(Referring expression data)
——————

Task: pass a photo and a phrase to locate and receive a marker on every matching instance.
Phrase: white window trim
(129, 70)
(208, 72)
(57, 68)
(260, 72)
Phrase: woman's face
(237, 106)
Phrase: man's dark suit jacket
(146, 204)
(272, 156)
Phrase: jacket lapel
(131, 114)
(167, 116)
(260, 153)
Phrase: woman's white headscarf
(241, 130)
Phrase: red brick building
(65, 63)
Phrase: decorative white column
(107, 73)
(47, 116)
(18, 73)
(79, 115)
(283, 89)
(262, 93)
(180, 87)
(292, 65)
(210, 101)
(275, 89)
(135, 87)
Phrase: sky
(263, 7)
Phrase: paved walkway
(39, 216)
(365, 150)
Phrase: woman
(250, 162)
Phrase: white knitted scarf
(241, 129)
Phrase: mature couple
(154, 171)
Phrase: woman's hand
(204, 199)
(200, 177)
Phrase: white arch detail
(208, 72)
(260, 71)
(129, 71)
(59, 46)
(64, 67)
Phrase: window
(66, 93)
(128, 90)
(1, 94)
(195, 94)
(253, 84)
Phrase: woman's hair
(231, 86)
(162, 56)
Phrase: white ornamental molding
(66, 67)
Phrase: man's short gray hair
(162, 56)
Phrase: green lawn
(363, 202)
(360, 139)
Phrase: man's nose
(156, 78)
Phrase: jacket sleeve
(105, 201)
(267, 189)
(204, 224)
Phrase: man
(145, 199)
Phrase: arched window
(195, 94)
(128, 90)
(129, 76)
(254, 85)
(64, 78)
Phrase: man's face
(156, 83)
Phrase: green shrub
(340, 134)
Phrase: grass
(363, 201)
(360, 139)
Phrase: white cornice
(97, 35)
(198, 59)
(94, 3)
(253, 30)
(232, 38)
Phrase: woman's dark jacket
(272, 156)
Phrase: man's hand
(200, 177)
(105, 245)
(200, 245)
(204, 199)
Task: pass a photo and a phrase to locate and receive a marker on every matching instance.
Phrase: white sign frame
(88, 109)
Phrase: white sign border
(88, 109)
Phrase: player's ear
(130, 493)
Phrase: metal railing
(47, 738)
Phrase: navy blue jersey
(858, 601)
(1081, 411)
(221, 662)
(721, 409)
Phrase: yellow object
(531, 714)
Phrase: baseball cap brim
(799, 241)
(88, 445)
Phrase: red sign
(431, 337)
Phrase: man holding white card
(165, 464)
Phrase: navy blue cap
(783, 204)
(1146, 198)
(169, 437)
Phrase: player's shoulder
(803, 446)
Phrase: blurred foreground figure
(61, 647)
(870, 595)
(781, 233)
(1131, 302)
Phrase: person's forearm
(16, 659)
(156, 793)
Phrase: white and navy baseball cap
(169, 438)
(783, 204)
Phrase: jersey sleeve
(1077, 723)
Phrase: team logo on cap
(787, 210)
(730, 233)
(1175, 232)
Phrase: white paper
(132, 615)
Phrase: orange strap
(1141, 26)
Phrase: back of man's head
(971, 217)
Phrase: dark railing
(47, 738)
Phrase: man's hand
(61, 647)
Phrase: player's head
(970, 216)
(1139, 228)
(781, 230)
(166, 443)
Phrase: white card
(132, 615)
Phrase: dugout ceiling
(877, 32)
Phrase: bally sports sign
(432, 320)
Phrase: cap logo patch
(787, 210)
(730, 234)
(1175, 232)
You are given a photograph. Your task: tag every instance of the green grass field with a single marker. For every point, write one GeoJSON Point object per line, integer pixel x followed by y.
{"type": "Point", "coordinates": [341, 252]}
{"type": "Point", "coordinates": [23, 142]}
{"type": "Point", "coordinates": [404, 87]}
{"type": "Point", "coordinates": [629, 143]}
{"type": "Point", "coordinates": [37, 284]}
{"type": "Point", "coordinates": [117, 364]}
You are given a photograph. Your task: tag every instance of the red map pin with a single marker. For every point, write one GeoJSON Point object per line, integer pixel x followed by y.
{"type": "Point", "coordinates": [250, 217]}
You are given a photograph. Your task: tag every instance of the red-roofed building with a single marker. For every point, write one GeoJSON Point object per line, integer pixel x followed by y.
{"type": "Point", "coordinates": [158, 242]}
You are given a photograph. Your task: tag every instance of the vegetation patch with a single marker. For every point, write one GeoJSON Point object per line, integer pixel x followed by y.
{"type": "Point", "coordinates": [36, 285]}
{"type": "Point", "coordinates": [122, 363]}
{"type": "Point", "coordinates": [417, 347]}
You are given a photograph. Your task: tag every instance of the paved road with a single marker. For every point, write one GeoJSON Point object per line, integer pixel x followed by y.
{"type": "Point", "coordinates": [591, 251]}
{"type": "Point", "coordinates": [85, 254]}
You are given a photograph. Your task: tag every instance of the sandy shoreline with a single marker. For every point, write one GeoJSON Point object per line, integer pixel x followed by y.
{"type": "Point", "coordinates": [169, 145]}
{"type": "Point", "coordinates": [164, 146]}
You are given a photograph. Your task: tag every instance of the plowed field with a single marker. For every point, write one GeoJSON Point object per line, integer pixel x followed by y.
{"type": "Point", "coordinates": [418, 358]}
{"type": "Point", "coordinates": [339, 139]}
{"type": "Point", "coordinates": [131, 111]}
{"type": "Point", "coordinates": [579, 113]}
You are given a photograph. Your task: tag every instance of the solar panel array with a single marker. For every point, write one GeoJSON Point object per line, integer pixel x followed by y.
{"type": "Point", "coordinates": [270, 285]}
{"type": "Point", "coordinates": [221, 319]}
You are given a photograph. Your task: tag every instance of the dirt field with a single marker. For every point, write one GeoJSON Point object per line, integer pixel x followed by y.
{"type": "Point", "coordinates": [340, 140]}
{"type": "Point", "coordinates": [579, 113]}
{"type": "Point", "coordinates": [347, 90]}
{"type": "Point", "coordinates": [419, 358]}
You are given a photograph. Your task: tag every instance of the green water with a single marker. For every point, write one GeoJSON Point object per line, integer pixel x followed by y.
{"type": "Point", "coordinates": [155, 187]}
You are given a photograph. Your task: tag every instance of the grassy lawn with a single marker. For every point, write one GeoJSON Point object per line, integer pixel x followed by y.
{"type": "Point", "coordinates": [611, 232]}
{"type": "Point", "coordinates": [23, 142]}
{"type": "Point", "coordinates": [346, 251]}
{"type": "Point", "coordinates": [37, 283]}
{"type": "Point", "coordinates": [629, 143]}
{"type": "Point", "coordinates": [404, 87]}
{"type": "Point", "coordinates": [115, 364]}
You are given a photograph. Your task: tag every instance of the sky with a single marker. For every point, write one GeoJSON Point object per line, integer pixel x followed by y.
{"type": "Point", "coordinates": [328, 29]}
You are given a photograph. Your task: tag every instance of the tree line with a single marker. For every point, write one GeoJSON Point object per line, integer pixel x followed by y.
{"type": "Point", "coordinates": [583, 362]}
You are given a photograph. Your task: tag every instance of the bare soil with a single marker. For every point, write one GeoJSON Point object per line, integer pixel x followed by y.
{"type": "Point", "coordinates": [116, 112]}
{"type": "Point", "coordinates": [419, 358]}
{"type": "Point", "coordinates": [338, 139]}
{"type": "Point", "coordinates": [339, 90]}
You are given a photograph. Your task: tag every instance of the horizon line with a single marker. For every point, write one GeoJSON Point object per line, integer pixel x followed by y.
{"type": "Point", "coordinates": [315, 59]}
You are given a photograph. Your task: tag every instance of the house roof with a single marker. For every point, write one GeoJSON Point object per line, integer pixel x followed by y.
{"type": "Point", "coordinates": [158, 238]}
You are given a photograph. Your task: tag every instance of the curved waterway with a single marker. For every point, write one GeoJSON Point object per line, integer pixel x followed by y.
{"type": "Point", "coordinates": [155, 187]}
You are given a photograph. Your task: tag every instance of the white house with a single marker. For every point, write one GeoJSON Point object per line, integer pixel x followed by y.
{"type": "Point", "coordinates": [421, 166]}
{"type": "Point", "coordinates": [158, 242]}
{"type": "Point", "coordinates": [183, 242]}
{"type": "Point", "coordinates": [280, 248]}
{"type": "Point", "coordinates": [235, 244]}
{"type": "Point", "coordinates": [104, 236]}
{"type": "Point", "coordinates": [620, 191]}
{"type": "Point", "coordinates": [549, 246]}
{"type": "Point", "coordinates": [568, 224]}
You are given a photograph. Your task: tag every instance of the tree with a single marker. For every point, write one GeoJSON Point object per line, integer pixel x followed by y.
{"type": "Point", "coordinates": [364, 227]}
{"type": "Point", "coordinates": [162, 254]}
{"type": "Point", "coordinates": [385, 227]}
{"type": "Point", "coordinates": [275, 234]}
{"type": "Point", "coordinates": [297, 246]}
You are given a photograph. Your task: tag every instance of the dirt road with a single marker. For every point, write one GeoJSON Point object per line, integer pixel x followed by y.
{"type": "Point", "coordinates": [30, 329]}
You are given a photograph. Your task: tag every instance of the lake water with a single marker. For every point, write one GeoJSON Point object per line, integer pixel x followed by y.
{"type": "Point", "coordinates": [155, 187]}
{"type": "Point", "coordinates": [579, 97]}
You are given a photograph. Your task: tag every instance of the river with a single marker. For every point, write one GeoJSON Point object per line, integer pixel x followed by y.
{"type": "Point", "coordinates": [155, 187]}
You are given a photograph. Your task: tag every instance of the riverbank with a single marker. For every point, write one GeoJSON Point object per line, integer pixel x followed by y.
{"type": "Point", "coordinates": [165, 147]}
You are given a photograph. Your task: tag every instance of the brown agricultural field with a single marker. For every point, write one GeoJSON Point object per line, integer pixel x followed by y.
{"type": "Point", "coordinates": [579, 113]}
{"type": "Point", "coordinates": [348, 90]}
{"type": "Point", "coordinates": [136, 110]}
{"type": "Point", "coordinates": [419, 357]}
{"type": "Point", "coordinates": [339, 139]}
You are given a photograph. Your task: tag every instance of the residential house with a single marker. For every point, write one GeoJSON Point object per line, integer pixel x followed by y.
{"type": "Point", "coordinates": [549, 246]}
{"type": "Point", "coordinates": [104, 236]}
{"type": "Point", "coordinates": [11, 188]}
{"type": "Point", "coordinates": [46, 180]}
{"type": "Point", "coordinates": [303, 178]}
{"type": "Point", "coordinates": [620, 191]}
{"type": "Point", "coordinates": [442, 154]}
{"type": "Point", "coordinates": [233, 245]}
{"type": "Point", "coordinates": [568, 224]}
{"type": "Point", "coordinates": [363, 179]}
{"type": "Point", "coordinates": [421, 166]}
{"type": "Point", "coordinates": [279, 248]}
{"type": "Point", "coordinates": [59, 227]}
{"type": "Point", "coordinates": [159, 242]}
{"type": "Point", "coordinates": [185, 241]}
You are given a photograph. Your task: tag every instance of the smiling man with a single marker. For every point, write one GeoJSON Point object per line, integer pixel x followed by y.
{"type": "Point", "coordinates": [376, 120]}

——————

* **EXERCISE OBJECTIVE**: Reproduce, word for word, the lines of the data from the one that contains "of the residential" to the end, both ends included.

* **YOUR RESPONSE**:
You are given a photograph. Your task: tag every instance of the residential house with a single marker. For every point, write one GeoJSON Point object per line, integer pixel x followed by y.
{"type": "Point", "coordinates": [549, 246]}
{"type": "Point", "coordinates": [104, 236]}
{"type": "Point", "coordinates": [11, 188]}
{"type": "Point", "coordinates": [46, 180]}
{"type": "Point", "coordinates": [303, 178]}
{"type": "Point", "coordinates": [620, 191]}
{"type": "Point", "coordinates": [442, 154]}
{"type": "Point", "coordinates": [233, 245]}
{"type": "Point", "coordinates": [568, 224]}
{"type": "Point", "coordinates": [363, 179]}
{"type": "Point", "coordinates": [421, 166]}
{"type": "Point", "coordinates": [279, 248]}
{"type": "Point", "coordinates": [59, 227]}
{"type": "Point", "coordinates": [159, 242]}
{"type": "Point", "coordinates": [185, 241]}
You are given a photograph. Your task: tag every instance of the smiling man with a single marker. For every point, write one GeoJSON Point object per line, integer pixel x followed by y.
{"type": "Point", "coordinates": [376, 120]}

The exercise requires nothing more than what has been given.